Exercise requirements ▸
(a) Answer these questions about the passage on the hospital and nursing home campus:
(i) When will the hospital move into its new medical center?
(ii) What is the deadline for responding to the county?
(iii) How many people does the nursing home employ?
(b) Can you reproduce, word for word, the part of the hospital campus passage that opens with the words containing "Officials invited several" and closes with "1981, officials said."?
(c) How would you rewrite the paragraph of the hospital campus passage that begins "Officials invited several nursing home companies" as a short list that keeps its main facts?

Extracted text ▸

Mr. Croom said hospital board members and officials have talked about what to do with the 90,000-square-foot hospital and nursing home campus. The hospital will move into a new multimillion-dollar medical center in the fall.
Officials invited several nursing home companies to visit, Mr. Croom said. So far, National HeathCare Corp., of Murfreesboro, Tenn., and Life Care Centers of America Inc., from Cleveland, Tenn., have toured the campus, Mr. Croom said. The deadline for responding to the county is June 15, he said.
Asked if a lease would cost county employees their jobs, Mr. Croom said, "I can't promise."
But he said the companies told him that an already-trained staff is a plus.
"What they have told us is they need good people," he said. "And we have good people at the nursing home."
The 45,000-square-foot nursing home employs 51 people and houses 89 beds, Mr. Croom said. The home was built in the late 1950s and expanded in 1981, officials said.

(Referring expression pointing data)
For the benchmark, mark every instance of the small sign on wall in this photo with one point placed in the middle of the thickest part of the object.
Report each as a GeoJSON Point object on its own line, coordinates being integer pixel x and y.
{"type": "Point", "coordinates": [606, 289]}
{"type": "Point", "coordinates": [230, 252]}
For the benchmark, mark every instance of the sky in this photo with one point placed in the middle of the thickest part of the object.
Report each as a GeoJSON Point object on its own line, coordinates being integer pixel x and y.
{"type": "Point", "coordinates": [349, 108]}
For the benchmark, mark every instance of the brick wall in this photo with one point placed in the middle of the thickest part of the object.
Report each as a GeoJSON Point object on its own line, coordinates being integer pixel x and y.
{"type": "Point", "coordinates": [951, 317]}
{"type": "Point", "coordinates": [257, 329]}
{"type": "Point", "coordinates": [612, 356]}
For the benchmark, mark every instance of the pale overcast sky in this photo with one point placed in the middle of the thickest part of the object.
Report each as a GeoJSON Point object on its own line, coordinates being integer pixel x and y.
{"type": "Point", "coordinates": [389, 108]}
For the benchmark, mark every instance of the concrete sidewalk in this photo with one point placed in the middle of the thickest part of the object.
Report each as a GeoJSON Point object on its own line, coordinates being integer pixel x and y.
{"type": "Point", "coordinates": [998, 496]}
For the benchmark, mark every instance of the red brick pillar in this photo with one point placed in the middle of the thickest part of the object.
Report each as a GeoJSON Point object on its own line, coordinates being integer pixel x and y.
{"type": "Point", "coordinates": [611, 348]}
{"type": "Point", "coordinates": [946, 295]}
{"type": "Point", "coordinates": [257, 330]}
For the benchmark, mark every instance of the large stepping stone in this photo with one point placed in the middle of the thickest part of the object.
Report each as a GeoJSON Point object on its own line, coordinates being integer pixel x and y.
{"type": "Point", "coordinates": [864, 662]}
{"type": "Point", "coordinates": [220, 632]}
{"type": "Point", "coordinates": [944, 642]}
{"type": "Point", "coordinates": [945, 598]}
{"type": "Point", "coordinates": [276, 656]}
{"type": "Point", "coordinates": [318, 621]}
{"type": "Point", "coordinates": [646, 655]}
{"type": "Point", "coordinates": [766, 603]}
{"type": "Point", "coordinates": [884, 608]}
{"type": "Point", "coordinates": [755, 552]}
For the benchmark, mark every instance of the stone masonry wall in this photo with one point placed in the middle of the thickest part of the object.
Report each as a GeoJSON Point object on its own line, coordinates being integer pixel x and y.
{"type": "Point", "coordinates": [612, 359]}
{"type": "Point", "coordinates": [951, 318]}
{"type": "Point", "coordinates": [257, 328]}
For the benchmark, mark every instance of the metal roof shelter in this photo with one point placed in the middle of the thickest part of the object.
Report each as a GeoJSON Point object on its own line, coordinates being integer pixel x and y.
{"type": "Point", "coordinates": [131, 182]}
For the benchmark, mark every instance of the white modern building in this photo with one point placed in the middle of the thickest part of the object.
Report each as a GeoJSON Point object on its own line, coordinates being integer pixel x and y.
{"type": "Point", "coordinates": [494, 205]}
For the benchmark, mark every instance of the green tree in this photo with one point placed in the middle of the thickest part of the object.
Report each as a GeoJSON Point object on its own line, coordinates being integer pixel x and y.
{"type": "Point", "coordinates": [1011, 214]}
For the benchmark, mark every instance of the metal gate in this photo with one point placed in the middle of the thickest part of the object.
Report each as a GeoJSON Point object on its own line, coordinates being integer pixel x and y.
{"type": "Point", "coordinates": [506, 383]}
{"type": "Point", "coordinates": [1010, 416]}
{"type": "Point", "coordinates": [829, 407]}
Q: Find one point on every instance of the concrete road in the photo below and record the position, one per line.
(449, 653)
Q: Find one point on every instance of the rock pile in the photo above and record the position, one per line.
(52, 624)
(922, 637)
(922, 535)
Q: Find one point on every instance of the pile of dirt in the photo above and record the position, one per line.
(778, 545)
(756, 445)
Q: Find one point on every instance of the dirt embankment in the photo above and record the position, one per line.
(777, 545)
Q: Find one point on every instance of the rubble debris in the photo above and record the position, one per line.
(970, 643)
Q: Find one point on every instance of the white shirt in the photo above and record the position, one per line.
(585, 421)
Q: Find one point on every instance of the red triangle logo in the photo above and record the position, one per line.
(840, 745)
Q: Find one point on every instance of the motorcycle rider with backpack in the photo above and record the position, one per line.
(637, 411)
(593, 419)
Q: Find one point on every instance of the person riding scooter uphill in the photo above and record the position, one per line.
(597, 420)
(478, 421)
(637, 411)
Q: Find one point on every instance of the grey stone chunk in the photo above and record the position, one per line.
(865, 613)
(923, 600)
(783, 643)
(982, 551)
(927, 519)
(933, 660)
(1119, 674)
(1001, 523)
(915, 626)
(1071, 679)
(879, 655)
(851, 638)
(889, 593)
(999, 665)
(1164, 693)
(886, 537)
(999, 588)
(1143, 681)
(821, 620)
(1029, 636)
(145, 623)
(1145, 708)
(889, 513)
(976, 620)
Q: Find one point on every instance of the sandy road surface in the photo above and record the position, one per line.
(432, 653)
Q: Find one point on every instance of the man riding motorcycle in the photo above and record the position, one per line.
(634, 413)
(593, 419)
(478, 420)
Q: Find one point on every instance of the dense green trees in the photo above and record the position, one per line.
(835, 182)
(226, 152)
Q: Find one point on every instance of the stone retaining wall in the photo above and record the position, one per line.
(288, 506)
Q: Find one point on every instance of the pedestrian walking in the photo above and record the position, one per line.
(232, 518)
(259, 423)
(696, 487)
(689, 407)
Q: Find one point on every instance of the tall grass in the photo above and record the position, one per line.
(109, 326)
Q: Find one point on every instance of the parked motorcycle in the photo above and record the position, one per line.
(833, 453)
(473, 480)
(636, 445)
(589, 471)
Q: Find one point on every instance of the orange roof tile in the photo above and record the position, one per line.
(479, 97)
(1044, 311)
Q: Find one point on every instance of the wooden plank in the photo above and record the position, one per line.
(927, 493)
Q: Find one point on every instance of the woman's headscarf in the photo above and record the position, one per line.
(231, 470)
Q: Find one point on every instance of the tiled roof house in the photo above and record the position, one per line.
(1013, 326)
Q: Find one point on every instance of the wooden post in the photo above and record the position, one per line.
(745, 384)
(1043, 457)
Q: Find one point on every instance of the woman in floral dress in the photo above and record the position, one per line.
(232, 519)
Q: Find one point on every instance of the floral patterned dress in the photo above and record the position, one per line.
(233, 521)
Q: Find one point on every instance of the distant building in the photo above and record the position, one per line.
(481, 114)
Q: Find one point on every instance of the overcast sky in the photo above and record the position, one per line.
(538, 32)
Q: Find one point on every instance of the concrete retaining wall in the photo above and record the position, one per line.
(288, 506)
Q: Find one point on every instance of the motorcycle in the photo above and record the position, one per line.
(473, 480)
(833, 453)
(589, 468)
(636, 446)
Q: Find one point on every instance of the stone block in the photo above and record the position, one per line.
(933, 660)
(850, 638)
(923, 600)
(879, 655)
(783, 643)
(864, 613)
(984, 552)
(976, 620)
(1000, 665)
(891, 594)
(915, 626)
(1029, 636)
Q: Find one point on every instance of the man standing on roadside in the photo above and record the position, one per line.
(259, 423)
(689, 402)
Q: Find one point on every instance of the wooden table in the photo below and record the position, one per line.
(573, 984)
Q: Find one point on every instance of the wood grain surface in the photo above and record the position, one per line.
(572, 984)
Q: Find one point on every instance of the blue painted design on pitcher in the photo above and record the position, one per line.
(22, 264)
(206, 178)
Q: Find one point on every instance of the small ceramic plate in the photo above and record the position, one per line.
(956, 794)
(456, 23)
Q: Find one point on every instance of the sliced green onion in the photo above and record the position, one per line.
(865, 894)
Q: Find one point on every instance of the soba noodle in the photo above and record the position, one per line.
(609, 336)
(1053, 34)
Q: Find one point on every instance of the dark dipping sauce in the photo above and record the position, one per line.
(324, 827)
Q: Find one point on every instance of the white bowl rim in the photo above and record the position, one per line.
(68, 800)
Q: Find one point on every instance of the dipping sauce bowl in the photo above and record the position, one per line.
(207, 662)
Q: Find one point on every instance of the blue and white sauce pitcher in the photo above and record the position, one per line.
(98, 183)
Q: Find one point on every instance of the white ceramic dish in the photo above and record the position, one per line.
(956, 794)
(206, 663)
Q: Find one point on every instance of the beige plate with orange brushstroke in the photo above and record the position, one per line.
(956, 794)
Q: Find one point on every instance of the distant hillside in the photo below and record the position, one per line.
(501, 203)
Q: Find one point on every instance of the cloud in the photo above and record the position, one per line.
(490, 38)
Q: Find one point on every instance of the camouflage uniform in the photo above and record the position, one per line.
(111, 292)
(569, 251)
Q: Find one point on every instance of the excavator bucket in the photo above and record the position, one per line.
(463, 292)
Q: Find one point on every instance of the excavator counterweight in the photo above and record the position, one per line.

Solutions below ▸
(a)
(i) In the fall.
(ii) June 15.
(iii) 51 people.

(b)
Officials invited several nursing home companies to visit, Mr. Croom said. So far, National HeathCare Corp., of Murfreesboro, Tenn., and Life Care Centers of America Inc., from Cleveland, Tenn., have toured the campus, Mr. Croom said. The deadline for responding to the county is June 15, he said.
Asked if a lease would cost county employees their jobs, Mr. Croom said, "I can't promise."
But he said the companies told him that an already-trained staff is a plus.
"What they have told us is they need good people," he said. "And we have good people at the nursing home."
The 45,000-square-foot nursing home employs 51 people and houses 89 beds, Mr. Croom said. The home was built in the late 1950s and expanded in 1981, officials said.

(c)
- Officials invited several nursing home companies to visit.
- So far, National HeathCare Corp. of Murfreesboro, Tenn., and Life Care Centers of America Inc. of Cleveland, Tenn., have toured the campus.
- The deadline for responding to the county is June 15.